### WORK TO COMPLETE:
Copy out exactly the lines from the first line of the material below through the line containing "the stadium pitch", and nothing beyond them.

★ ★ ★ ★ ★ ★ ★

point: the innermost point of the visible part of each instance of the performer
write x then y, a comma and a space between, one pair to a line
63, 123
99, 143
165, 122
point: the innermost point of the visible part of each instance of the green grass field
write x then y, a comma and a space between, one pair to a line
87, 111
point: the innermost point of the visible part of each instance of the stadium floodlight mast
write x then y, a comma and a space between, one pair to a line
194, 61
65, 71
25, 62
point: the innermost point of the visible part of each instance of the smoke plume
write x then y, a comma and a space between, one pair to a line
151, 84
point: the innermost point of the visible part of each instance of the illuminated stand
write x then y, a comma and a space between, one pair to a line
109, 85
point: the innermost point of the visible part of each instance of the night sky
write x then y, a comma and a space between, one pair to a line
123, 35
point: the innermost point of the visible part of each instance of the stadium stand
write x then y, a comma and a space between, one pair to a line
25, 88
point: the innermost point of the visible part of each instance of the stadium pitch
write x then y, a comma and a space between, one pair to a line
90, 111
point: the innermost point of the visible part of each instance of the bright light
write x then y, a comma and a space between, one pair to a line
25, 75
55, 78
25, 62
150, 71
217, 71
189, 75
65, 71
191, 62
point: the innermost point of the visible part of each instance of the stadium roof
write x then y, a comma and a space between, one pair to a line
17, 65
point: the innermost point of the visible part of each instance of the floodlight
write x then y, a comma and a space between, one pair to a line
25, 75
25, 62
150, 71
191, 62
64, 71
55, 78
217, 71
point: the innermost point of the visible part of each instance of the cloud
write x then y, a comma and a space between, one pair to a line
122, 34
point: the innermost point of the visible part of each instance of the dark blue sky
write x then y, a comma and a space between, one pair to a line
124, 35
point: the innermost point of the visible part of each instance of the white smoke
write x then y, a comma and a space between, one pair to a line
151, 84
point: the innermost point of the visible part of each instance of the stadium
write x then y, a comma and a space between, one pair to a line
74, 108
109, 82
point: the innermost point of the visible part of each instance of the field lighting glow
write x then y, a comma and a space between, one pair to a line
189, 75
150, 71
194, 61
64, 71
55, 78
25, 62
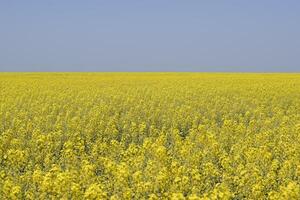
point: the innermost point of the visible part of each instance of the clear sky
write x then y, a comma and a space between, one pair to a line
149, 35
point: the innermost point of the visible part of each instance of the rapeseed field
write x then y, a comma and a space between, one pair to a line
149, 136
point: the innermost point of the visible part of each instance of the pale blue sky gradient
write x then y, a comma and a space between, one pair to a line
149, 35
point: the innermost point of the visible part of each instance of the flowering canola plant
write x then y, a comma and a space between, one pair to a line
149, 136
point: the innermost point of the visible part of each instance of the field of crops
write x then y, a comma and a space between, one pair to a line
149, 136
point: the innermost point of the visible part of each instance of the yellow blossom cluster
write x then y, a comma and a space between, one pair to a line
149, 136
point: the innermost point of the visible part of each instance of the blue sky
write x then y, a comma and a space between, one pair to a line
153, 35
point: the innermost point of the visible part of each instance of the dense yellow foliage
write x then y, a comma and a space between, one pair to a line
149, 136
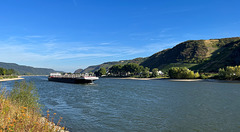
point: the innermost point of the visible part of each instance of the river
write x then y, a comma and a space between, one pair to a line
141, 105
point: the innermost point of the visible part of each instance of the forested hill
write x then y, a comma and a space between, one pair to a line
203, 55
109, 64
26, 69
199, 55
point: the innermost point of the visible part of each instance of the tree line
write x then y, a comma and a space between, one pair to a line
229, 73
130, 69
4, 71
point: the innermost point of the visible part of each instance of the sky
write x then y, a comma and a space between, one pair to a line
67, 35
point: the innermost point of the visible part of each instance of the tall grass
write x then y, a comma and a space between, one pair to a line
20, 111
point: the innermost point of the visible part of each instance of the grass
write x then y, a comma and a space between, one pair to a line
20, 111
8, 76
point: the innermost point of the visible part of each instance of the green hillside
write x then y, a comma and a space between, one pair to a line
205, 55
109, 64
26, 69
198, 55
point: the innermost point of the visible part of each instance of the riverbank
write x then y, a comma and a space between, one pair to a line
178, 80
133, 78
20, 111
10, 79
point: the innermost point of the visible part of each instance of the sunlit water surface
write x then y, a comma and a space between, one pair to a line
134, 105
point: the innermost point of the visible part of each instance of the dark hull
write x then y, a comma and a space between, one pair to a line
70, 80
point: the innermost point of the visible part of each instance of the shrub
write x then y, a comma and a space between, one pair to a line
25, 94
182, 73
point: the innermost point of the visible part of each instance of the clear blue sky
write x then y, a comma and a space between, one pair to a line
70, 34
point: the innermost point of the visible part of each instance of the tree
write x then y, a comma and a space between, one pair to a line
229, 73
116, 69
182, 73
102, 71
2, 71
155, 72
145, 72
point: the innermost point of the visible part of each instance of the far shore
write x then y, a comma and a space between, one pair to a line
178, 80
10, 79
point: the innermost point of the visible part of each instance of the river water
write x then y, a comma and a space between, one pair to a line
137, 105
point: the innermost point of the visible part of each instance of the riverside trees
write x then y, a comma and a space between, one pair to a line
4, 71
182, 73
229, 73
130, 69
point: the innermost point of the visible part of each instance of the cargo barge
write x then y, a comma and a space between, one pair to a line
72, 78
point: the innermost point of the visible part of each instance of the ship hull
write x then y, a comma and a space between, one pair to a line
70, 80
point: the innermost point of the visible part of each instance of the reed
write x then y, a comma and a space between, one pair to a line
20, 111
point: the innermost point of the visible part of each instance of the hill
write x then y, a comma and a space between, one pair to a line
204, 55
26, 69
199, 55
109, 64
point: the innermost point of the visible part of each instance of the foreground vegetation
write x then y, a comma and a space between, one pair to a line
20, 111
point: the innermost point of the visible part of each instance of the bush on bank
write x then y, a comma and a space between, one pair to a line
20, 111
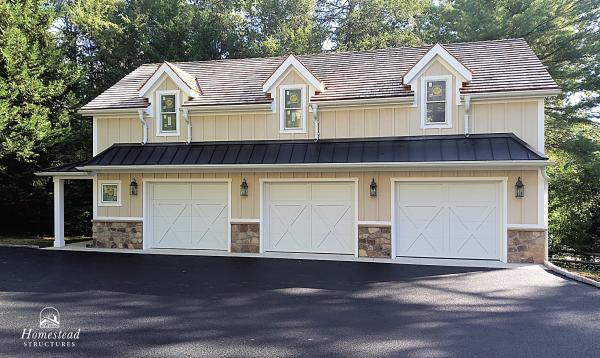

★ ★ ★ ★ ★ ★ ★

### EXERCISE SOLUTION:
point: the innermost point of the visible part of each instance of the performer
write x then y, a comma and a space between, one pair to a line
63, 123
99, 143
165, 122
point: the innermost point of the visible part of each instance of the green grass field
write x then y, a comma and a space between, one pair to a line
87, 111
point: the innermost point of the visible part of each instance of the stadium floodlight mast
write x then y, a comma and a space between, one pair to a line
194, 61
65, 71
25, 62
point: the innermost point of the visible part of each instance of the smoke plume
write x then y, a comma and a space between, one pair to a line
151, 84
point: the innermost point of the visible part of each instance of the illuminated stand
write x then y, a comma and a space between, one pair to a line
109, 85
point: the innermost point of the visible part of each instance of the night sky
write x then y, a comma and a space between, one pair to a line
123, 35
point: the innermost point of the visible part of each instance of the stadium stand
write x then y, a comma and a space between, one pair to a line
25, 88
point: the innermost point of the visible part of each instance of the stadium pitch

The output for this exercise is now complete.